- PROBLEM DETAILS: Every line of the material is to be quoted verbatim, minus the pictures.

- SUPPLIED ENTRIES:
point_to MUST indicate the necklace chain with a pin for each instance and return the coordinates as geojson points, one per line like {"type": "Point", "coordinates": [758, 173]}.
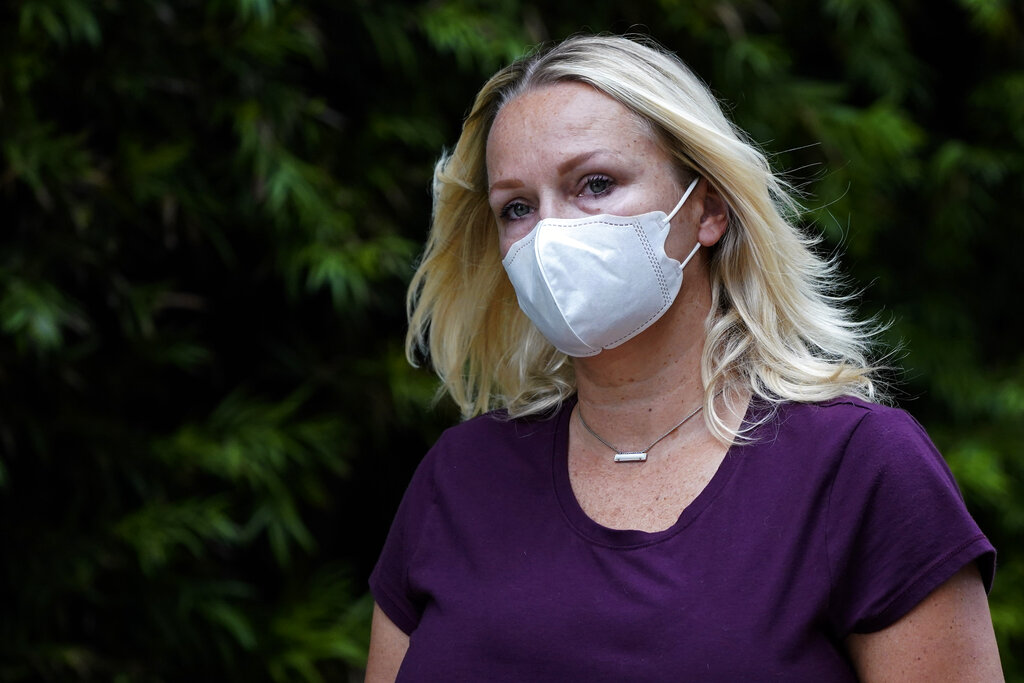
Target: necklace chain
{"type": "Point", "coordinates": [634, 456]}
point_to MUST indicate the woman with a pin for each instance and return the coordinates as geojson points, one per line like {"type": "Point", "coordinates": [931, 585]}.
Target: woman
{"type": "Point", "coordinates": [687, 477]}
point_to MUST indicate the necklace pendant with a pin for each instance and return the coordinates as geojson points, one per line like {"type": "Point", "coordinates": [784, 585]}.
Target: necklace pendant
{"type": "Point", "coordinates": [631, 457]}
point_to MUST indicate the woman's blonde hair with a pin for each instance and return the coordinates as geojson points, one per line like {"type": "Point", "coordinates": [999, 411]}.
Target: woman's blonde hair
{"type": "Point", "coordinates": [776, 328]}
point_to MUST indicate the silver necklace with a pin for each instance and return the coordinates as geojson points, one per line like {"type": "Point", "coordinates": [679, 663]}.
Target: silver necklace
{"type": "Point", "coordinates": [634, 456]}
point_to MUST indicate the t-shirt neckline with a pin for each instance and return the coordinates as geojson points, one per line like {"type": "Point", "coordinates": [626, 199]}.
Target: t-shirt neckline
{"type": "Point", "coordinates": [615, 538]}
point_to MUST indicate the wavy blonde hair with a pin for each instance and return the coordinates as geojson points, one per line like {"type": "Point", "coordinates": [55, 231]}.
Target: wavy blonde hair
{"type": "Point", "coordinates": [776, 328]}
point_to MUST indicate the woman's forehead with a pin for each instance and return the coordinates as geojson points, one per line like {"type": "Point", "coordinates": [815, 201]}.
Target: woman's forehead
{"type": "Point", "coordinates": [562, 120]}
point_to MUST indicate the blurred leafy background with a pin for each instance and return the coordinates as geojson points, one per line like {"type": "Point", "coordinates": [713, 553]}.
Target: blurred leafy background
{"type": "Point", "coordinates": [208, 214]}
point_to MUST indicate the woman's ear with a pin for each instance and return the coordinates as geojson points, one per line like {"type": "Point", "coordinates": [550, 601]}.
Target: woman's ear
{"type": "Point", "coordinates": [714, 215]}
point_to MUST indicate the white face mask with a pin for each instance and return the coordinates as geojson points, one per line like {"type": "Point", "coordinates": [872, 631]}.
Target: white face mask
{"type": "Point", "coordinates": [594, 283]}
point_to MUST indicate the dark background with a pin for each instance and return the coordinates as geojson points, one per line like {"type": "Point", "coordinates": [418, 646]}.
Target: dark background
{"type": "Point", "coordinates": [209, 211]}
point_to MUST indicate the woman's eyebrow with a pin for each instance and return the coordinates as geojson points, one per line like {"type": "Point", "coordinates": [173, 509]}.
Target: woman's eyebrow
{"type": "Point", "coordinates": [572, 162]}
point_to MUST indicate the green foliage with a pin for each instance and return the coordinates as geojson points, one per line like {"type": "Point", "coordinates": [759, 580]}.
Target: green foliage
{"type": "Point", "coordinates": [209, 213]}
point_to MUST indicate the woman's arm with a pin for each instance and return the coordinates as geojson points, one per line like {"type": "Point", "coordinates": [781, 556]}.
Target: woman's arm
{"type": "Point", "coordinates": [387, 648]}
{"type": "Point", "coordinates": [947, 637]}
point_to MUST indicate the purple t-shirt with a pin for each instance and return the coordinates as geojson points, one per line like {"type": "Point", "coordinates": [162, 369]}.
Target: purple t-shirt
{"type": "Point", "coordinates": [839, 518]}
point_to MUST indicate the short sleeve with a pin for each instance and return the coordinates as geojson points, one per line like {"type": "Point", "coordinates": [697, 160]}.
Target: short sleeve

- OUTPUT FOR THIS EXERCISE:
point_to MUST indicate the necklace chain with a pin for each instance and return the coordinates as geojson points, one per line like {"type": "Point", "coordinates": [758, 173]}.
Target: necklace chain
{"type": "Point", "coordinates": [634, 456]}
point_to MUST indicate the woman with a pin for each instance and return the coordinates as geojson points, one per line like {"type": "Point", "coordinates": [931, 585]}.
Target: woman
{"type": "Point", "coordinates": [687, 477]}
point_to MUST indicate the necklace pendant with a pin for each instance and return the coordinates as geojson points, one per line like {"type": "Point", "coordinates": [784, 585]}.
Target: necklace pendant
{"type": "Point", "coordinates": [631, 457]}
point_to MUST indicate the woman's blonde hair with a pin for each instance and return the coordinates as geojson points, one per line like {"type": "Point", "coordinates": [999, 411]}.
Target: woman's blonde hair
{"type": "Point", "coordinates": [776, 328]}
point_to MUST indicate the silver necklace with a pin for each instance and return the coordinates as geojson points, one per line like {"type": "Point", "coordinates": [679, 663]}.
Target: silver necklace
{"type": "Point", "coordinates": [634, 456]}
point_to MUST indicate the t-shirt neckline with a pin for each instance and return the coordinates as geojson points, one per line like {"type": "Point", "coordinates": [626, 199]}.
Target: t-shirt neckline
{"type": "Point", "coordinates": [615, 538]}
point_to MUST indicate the wavy blonde hair with a pin for each instance and return the coordinates as geojson points, one per line like {"type": "Point", "coordinates": [55, 231]}.
Target: wavy blonde hair
{"type": "Point", "coordinates": [776, 328]}
point_to MUST indicate the woman's forehead with a pin for each instance and return the coordinates as geojson points, one per line like {"type": "Point", "coordinates": [815, 201]}.
Target: woman's forehead
{"type": "Point", "coordinates": [562, 120]}
point_to MUST indicate the blurred leafy background with a pin for each instance and return the coordinates as geojson points, one per line like {"type": "Point", "coordinates": [713, 553]}.
Target: blurred leafy background
{"type": "Point", "coordinates": [208, 214]}
point_to MUST indicate the woman's ear with a pin for each instance and return the coordinates as geojson points, one per line like {"type": "Point", "coordinates": [550, 601]}.
Target: woman's ear
{"type": "Point", "coordinates": [714, 215]}
point_to MUST indicate the white face mask with a pin for each instance and return the coordinates as geojson points, one per line like {"type": "Point", "coordinates": [872, 631]}.
Target: white face mask
{"type": "Point", "coordinates": [594, 283]}
point_to MUST indicate the dark background with a pin for each instance and return the coordinates as geojson points, one per line like {"type": "Point", "coordinates": [418, 646]}.
Target: dark background
{"type": "Point", "coordinates": [209, 211]}
point_to MUST indicate the woman's eyebrow with a pin for each instance and return the coordinates as geojson points, one per line like {"type": "Point", "coordinates": [173, 509]}.
Target: woman's eyebrow
{"type": "Point", "coordinates": [572, 162]}
point_to MUST indicate the green foliage with a pin for each instance and return the coordinates as geojson points, one per line like {"type": "Point", "coordinates": [759, 580]}.
Target: green foliage
{"type": "Point", "coordinates": [209, 213]}
point_to MUST indicate the woman's arm with a pin for each instance and return the coordinates as geojson points, one per line like {"type": "Point", "coordinates": [781, 556]}.
Target: woman's arm
{"type": "Point", "coordinates": [387, 648]}
{"type": "Point", "coordinates": [947, 637]}
point_to MUST indicate the purple t-shirt with a pin for each instance and return the coordinates as geojson points, one per line like {"type": "Point", "coordinates": [162, 369]}.
Target: purple t-shirt
{"type": "Point", "coordinates": [839, 518]}
point_to MUST indicate the short sleeve with a pin for each instance and return the coordinates as geojson points, one per line like {"type": "Point", "coordinates": [697, 160]}.
Target: short sleeve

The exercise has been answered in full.